---------- Supplied entries

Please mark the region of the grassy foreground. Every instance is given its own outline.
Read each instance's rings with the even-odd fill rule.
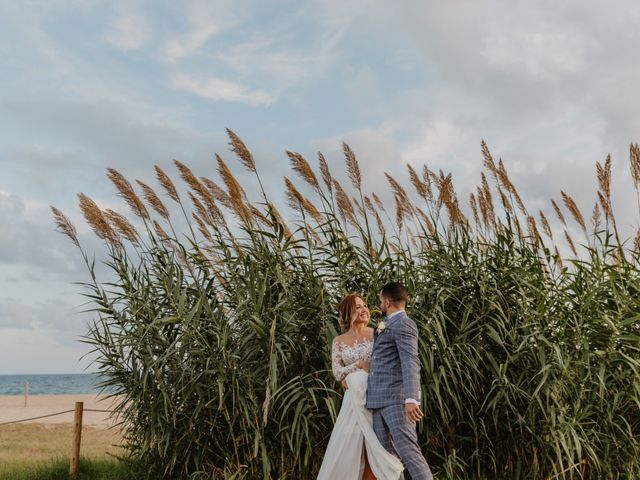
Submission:
[[[83,458],[78,468],[82,480],[129,480],[139,477],[135,467],[117,459]],[[2,480],[68,480],[69,460],[57,458],[32,465],[9,465],[0,470]]]
[[[68,478],[72,434],[68,423],[1,427],[0,479]],[[125,476],[129,467],[114,457],[122,455],[121,441],[115,429],[83,427],[81,478],[129,478]]]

--------------------

What the exercise asks: Retype the data above as given, letting no picture into the copy.

Solution:
Please mark the region of the grassy foreground. Every instance is given its own outline.
Read each instance's rings with the even-odd fill rule.
Submission:
[[[83,458],[78,468],[82,480],[129,480],[139,477],[135,467],[117,459]],[[2,480],[68,480],[69,460],[57,458],[32,465],[9,465],[0,470]]]
[[[68,478],[72,434],[68,423],[1,427],[0,479]],[[125,476],[129,467],[114,457],[122,455],[121,441],[115,429],[83,427],[81,478],[129,478]]]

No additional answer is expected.